Collected data
※ ※ ※

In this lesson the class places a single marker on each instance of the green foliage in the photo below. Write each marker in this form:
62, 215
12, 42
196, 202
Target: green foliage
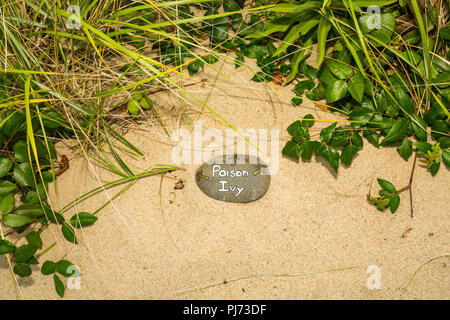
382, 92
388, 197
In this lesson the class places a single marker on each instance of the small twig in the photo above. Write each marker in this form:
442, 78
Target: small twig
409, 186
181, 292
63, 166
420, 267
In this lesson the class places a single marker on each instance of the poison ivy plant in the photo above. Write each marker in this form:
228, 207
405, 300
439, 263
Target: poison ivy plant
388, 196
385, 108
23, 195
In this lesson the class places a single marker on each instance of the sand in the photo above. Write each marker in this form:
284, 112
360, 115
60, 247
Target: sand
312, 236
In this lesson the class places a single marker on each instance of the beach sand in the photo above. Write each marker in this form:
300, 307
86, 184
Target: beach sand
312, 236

※ ※ ※

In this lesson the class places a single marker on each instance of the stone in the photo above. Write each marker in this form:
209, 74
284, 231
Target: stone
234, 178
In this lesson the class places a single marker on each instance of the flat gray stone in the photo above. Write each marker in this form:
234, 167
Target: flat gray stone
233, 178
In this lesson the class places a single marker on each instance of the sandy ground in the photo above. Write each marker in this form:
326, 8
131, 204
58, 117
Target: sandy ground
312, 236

※ ※ ※

### Instructions for the task
List every line from the collected data that contains the string "beach". Case counts.

### Task solution
In this lesson the class places a single marker on each instance of the beach sand in the photo above. Write each marker in this form:
Target: beach sand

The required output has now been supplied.